Text block.
Heading Out on an Adventure

Thursday, June 28, 2012

Jason Poole, Accidental Hawaiian Crooner, Halawa Valley, Molokai, Hawaii

Aloha, gang!

I’m heading out today for a month of study on Molokai!  (And yes… you could say that I’m a little bit excited about it.)

I know the blog posts have been less-than-regular this week.  I’ve been traveling.  We left NYC on Monday and have been on the West Coast for a few day with meetings (and an awesome evening of stories and songs and pre-island craziness last night out in North Hollywood!  A giant MAHALO to the Hawker Family for hosting!!!)

And today’s the day for the BIG TRIP!!

Now, you know from my earlier posts that once I’m on Molokai, I’m “off the grid.”  Down in Hālawa Valley we don’t have electricity or a telephone.  Posting on the blog will be tough, but I’ll post if/as often as I can.

But mostly, I’m going there to study.  To IMMERSE myself in the culture and the life of Hālawa Valley.  To learn as much as I can so that I can share it all with YOU!

So expect new music and photos and, of course, lots of new stories.

Let’s do this!

Talk with you all soon.

A hui hou…



Aloha kākou!

Here’s this week’s question:

Which Hawaiian recording artist released the (LIVE!) album, FOOTPRINTS IN THE POI?

A. Genoa Keawe

B. George Kahumoku, Jr.

C. Robi Kahakalau

D. Dennis Kamakahi

• Please submit your answer by posting a reply to this entry on the blog.
• All correct answers will be eligible to win a special email message from me.
• One winner will be randomly chosen at 11:59pm HST.

Will YOU be this week’s lucky winner?

Given material.

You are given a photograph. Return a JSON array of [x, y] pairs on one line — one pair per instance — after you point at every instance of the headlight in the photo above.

Task list.
• 1. In the blog post, what two things does the writer say Hālawa Valley does not have?
• 2. Retype the blog post from "But mostly, I’m" up to and including "Let’s do this!".

Worked solutions.
• 1. Electricity and a telephone.

• 2.
But mostly, I’m going there to study.  To IMMERSE myself in the culture and the life of Hālawa Valley.  To learn as much as I can so that I can share it all with YOU!

So expect new music and photos and, of course, lots of new stories.

Let’s do this!